Method	Description	Returns
`str.len()`	Length of string	int Series

s = pd.Series(['hello', 'world', 'python'])
print(s.str.len())  # 5, 5, 6

Encoding Methods¶

Method	Description	Parameters
`str.encode(encoding)`	Encode to bytes	`encoding`, `errors`
`str.decode(encoding)`	Decode from bytes	`encoding`, `errors`

s = pd.Series(['hello', 'world'])
encoded = s.str.encode('utf-8')
print(encoded)  # b'hello', b'world'

Checking Methods¶

Method	Description	Returns
`str.isalpha()`	All alphabetic	bool Series
`str.isalnum()`	All alphanumeric	bool Series
`str.isdigit()`	All digits	bool Series
`str.isnumeric()`	All numeric	bool Series
`str.isdecimal()`	All decimal	bool Series
`str.isspace()`	All whitespace	bool Series
`str.islower()`	All lowercase	bool Series
`str.isupper()`	All uppercase	bool Series
`str.istitle()`	Titlecase	bool Series

s = pd.Series(['hello', 'HELLO', 'Hello', '12345', 'hello123'])

print(s.str.isalpha())    # True, True, True, False, False
print(s.str.isalnum())    # True, True, True, True, True
print(s.str.isdigit())    # False, False, False, True, False
print(s.str.islower())    # True, False, False, False, True
print(s.str.isupper())    # False, True, False, False, False
print(s.str.istitle())    # False, False, True, False, False

Wrapping and Normalization¶

Method	Description	Parameters
`str.wrap(width)`	Wrap text	`width`
`str.normalize(form)`	Unicode normalization	`form` (NFC, NFD, NFKC, NFKD)

s = pd.Series(['This is a very long string that needs to be wrapped'])
print(s.str.wrap(20))

**Material provided**:
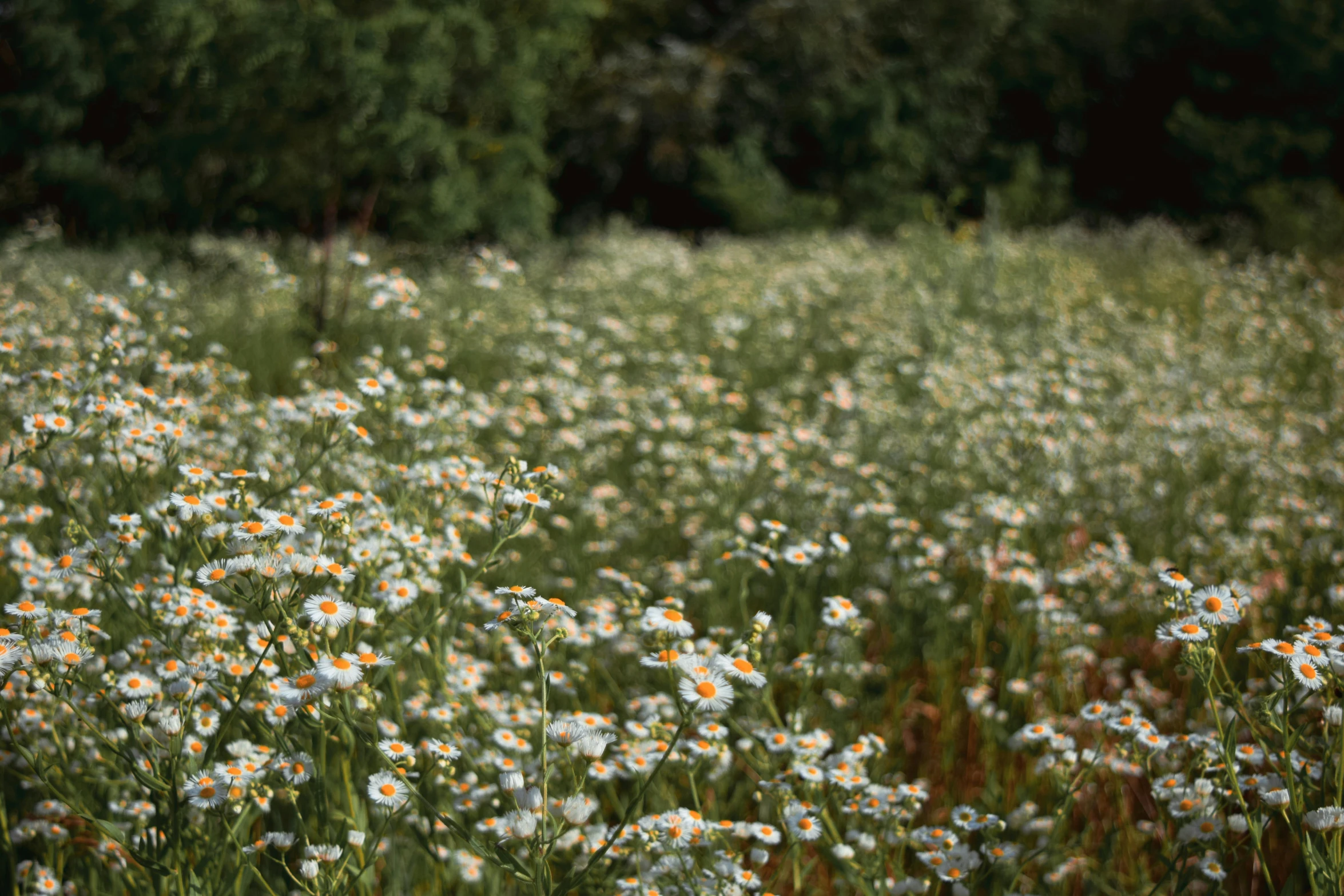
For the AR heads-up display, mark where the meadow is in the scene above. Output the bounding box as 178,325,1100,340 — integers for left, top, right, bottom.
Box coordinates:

**Task set**:
- a) Copy from the pandas string methods reference the passage starting with "Wrapping and Normalization¶" and going on through "print(s.str.wrap(20))".
- b) In the pandas string methods reference, which forms can be passed to `str.normalize`?
- c) Finish out the next part of the pandas string methods reference, picking up after its last line.
The lines are separate material, apart from the pandas string methods reference.

**Per-task answers**:
- a)
Wrapping and Normalization¶

Method	Description	Parameters
`str.wrap(width)`	Wrap text	`width`
`str.normalize(form)`	Unicode normalization	`form` (NFC, NFD, NFKC, NFKD)

s = pd.Series(['This is a very long string that needs to be wrapped'])
print(s.str.wrap(20))

- b) NFC, NFD, NFKC, and NFKD.

- c)
Regular Expression Flags¶

For methods that support regex, you can use flags:

import re

s = pd.Series(['Hello World', 'HELLO world'])

# Case insensitive
print(s.str.contains('hello', flags=re.IGNORECASE))  # True, True

# Multiline, dotall, etc.
s = pd.Series(['line1\nline2'])
print(s.str.contains('^line2', flags=re.MULTILINE))  # True

Handling Missing Data¶

All str methods handle NaN gracefully:

s = pd.Series(['hello', None, 'world'])

print(s.str.upper())
# HELLO, NaN, WORLD

print(s.str.len())
# 5, NaN, 5

Method Chaining Example¶

# Complex text processing pipeline
s = pd.Series(['  JOHN DOE  ', '  jane SMITH  ', '  BOB wilson  '])

result = (s
    .str.strip()           # Remove whitespace
    .str.title()           # Titlecase
    .str.replace(' ', '_') # Replace spaces
)
print(result)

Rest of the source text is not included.